====== PAGE TEXT ======

AWS EKS ec2 instance reachability check failed - amazon-web-services

AWS EKS ec2 instance reachability check failed, knowing that it was working fine yesterday before I shutdown the instance, I can't connect to the instance using mobaXterm nor putty now
some of the system log shows a fail to start Login Service as the following:
Starting Dump dmesg to /var/log/dmesg...
[[32m OK [0m] Started libstoragemgmt plug-in server daemon.
Starting ACPI Event Daemon...
[[32m OK [0m] Started Monero miner service.
[[32m OK [0m] Started RPC bind service.
[[32m OK [0m] Started Resets System Activity Logs.
[[32m OK [0m] Started Hardware RNG Entropy Gatherer Wake threshold service.
[[1;31mFAILED[0m] Failed to start Login Service.
See 'systemctl status systemd-logind.service' for details.
[[32m OK [0m] Started NTP client/server.
[[32m OK [0m] Started ACPI Event Daemon.
[[32m OK [0m] Started Dump dmesg to /var/log/dmesg.

======

**WORK TO COMPLETE:**
- 1) Answer these about the EKS reachability post, please:
(a) Which two programs does the poster name as failing to connect to the instance?
(b) Which service does the log show as failing to start?
(c) What command does the log give for details on that failure?
- 2) Summarize the EKS reachability post in two sentences.
- 3) Write what comes next in the EKS reachability post, starting after its last line.
The records that come next are separate material from the EKS reachability post.

====== DATA EXTRACT ======

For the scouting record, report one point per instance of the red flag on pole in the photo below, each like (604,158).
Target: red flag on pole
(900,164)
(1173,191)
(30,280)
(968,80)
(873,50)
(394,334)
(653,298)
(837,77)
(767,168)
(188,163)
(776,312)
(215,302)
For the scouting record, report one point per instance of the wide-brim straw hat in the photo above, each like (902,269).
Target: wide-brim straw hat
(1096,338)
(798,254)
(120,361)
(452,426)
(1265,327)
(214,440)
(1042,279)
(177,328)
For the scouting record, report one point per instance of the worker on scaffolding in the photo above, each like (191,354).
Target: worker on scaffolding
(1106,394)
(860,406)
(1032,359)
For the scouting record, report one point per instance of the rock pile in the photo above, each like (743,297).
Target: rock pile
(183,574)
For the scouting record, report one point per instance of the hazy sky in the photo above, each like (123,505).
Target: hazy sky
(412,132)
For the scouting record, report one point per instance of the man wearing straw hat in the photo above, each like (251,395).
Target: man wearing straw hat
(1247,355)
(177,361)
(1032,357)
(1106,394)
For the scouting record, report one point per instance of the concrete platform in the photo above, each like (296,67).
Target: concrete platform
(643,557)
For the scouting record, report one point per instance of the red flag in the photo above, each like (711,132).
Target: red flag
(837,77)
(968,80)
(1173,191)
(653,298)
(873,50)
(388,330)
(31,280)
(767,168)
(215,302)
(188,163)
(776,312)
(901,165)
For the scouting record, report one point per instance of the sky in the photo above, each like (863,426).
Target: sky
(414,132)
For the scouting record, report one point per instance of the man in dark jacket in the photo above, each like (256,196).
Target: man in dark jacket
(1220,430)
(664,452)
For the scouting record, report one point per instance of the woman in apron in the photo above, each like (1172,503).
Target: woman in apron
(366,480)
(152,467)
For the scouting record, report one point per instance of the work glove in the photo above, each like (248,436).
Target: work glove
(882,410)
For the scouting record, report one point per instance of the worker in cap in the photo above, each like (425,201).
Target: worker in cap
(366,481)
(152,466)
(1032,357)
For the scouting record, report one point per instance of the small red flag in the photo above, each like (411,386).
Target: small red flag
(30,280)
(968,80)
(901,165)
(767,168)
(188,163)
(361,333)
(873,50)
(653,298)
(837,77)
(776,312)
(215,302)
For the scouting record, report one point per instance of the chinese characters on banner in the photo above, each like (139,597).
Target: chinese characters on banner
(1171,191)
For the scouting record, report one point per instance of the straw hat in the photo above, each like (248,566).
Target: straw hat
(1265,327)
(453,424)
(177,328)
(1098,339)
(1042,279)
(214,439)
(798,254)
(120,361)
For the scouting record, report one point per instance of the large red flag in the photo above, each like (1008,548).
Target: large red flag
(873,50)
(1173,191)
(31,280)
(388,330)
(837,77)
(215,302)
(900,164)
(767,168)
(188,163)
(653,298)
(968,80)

======

**PER-TASK ANSWERS:**
- 1)
(a) mobaXterm and putty
(b) Login Service
(c) systemctl status systemd-logind.service

- 2) An AWS EKS EC2 instance that worked fine before it was shut down now fails its reachability check, and the poster cannot connect to it with mobaXterm or putty. The system log shows the Login Service failing to start, while services such as the NTP client/server and the ACPI Event Daemon start OK.

- 3)
I tried to change the instance type from micro to small to increase the CPU and ram but it didn't solve the issue, also I tried to reboot, stop and start the instance but it doesn't work

In the EC2 instance, it seems that there is a problem with the systemd-logind service. Among other things, this service is in charge of managing user login and logout.
To view the system logs and file system, you can try stopping the instance, detaching the root EBS volume, attaching it to a separate EC2 instance, and then mounting it on that instance.
Once you have identified any issues and fixed them, you can unmount the volume, detach it from the temporary instance, and re-attach it to the problematic instance. Then, start the instance and try to connect to it again.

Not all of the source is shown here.